- _What is being asked_: Set down again exactly the lines of the listing below that fall between the line holding "Target: cookie on cloth" and the line holding "Target: white fabric costume", inclusive.

- _Extracted data_:

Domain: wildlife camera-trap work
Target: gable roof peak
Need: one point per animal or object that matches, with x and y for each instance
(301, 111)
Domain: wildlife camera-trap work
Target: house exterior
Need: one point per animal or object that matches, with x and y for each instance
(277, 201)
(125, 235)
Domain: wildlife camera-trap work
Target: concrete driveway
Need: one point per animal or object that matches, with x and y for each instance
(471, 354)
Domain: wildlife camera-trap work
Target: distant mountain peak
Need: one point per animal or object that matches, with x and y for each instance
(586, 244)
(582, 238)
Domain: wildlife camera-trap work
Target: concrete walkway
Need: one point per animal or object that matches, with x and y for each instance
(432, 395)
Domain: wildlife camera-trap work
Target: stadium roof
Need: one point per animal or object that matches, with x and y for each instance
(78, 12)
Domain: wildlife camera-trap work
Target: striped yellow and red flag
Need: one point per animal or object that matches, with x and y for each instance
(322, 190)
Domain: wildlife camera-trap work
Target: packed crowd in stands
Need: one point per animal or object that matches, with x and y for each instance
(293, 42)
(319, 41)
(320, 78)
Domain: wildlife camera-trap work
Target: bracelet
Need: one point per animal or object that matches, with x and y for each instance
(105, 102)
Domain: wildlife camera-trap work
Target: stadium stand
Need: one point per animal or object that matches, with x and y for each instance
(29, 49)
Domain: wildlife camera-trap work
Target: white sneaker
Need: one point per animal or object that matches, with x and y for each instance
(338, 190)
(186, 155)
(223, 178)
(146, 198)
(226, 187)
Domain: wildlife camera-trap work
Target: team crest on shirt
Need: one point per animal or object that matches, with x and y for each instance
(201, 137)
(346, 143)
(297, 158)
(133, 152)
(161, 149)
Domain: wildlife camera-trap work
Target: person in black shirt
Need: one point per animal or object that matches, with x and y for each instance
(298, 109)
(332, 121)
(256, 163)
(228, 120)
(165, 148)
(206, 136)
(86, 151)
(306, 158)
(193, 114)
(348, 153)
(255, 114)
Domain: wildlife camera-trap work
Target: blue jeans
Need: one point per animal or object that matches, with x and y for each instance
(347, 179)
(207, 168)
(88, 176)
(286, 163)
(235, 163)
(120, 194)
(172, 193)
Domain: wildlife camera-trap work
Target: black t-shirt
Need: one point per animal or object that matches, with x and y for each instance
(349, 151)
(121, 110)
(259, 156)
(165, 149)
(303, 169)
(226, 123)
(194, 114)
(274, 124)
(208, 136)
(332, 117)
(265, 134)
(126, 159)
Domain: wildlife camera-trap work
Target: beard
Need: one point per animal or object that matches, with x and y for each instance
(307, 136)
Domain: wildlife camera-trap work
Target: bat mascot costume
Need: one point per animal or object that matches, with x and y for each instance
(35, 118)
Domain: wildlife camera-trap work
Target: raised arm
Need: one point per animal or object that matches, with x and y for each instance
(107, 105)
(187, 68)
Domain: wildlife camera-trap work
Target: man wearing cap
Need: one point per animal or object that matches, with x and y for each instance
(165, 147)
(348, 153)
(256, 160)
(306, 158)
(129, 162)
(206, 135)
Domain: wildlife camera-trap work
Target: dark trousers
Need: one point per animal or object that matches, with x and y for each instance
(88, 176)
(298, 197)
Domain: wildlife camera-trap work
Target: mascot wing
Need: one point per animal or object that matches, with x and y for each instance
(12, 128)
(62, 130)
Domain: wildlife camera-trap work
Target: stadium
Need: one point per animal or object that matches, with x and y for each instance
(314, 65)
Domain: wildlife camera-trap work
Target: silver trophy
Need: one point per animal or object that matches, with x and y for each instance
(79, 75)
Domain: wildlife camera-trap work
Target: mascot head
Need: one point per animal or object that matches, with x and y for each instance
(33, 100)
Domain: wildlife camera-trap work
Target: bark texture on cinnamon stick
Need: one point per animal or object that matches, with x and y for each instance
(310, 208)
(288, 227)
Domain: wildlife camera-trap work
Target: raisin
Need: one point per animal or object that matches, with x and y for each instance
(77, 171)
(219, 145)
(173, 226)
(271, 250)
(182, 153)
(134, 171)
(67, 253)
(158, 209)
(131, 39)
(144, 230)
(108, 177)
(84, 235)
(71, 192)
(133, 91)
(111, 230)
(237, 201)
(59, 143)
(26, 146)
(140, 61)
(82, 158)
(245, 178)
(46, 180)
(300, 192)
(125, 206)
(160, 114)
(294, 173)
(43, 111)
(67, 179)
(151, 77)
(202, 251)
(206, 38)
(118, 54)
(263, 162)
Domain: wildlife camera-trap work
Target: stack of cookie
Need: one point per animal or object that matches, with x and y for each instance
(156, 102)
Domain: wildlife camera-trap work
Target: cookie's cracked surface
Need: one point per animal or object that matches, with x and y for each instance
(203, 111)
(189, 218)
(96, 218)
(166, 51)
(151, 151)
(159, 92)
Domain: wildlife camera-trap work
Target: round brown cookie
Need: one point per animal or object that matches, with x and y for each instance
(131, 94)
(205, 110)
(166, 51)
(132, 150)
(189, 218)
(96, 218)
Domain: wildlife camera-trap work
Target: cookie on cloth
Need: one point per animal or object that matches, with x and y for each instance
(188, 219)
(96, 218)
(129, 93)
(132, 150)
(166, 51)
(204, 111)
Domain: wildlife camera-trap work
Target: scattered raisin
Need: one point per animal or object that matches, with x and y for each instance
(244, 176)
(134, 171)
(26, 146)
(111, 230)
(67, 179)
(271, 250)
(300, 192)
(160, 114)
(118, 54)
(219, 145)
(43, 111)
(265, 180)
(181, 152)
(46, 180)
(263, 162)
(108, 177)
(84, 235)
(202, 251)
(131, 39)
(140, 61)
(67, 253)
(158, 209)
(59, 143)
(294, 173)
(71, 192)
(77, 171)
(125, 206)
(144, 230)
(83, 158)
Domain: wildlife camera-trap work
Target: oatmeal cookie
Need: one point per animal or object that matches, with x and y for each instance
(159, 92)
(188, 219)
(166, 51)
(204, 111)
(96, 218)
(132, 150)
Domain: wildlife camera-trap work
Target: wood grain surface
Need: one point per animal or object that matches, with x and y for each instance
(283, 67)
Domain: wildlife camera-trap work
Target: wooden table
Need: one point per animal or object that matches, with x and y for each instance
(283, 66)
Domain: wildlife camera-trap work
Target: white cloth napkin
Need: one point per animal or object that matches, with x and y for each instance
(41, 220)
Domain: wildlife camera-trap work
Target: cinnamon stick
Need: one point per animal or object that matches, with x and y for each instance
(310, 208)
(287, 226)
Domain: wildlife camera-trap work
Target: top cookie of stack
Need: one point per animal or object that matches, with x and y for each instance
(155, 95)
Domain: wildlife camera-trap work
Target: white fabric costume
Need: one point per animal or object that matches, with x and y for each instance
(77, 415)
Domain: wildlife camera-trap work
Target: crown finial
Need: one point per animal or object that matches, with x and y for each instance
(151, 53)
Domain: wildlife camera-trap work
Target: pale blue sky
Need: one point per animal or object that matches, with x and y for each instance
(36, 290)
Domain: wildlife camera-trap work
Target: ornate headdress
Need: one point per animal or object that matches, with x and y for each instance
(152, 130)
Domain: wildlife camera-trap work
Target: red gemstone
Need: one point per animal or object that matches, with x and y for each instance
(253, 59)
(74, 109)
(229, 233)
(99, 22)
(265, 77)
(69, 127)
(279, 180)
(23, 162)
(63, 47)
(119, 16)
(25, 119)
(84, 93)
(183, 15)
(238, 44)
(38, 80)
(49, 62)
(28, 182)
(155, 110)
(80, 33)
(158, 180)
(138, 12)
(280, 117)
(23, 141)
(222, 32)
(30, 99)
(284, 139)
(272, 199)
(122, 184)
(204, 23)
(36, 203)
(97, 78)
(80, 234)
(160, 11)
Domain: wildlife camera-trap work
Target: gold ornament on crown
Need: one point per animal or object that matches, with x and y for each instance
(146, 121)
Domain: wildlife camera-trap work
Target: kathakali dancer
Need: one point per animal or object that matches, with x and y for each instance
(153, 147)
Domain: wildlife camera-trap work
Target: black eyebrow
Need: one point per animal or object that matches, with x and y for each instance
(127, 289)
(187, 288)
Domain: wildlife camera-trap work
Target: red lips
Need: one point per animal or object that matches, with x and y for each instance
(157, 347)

- _Result_:
Target: cookie on cloth
Need: one point per animal or object that matches, with x and y for each instance
(188, 219)
(96, 218)
(129, 93)
(132, 150)
(166, 51)
(204, 111)
Domain: wildlife camera-trap work
Target: scattered raisin
Need: one point per animal or object that matches, with x and y for each instance
(244, 176)
(134, 171)
(26, 146)
(111, 230)
(67, 179)
(271, 250)
(300, 192)
(160, 114)
(118, 54)
(219, 145)
(43, 111)
(265, 180)
(181, 152)
(46, 180)
(263, 162)
(108, 177)
(84, 235)
(202, 251)
(131, 39)
(140, 61)
(67, 253)
(158, 209)
(59, 143)
(294, 173)
(71, 192)
(77, 171)
(125, 206)
(144, 230)
(83, 158)
Domain: wildlife camera-trap work
Target: oatmeal cookie
Need: one point per animal or object that matches, with x and y for each instance
(159, 92)
(188, 219)
(166, 51)
(204, 111)
(96, 218)
(132, 150)
Domain: wildlife camera-trap work
Target: wood grain surface
Need: one point per animal or object that matches, with x and y for each instance
(283, 67)
Domain: wildlife camera-trap work
Target: wooden table
Need: one point per animal or object that matches, with x and y for each instance
(283, 66)
Domain: wildlife camera-trap work
Target: white cloth napkin
Need: one point per animal or object that matches, with x and y for each instance
(41, 220)
Domain: wildlife camera-trap work
Target: cinnamon stick
Need: one point per animal or object that matches, with x and y for each instance
(310, 208)
(287, 226)
Domain: wildlife camera-trap work
Target: top cookie of stack
Need: one point per animal or object that matches, with x and y for each instance
(155, 95)
Domain: wildlife camera-trap work
Target: white fabric costume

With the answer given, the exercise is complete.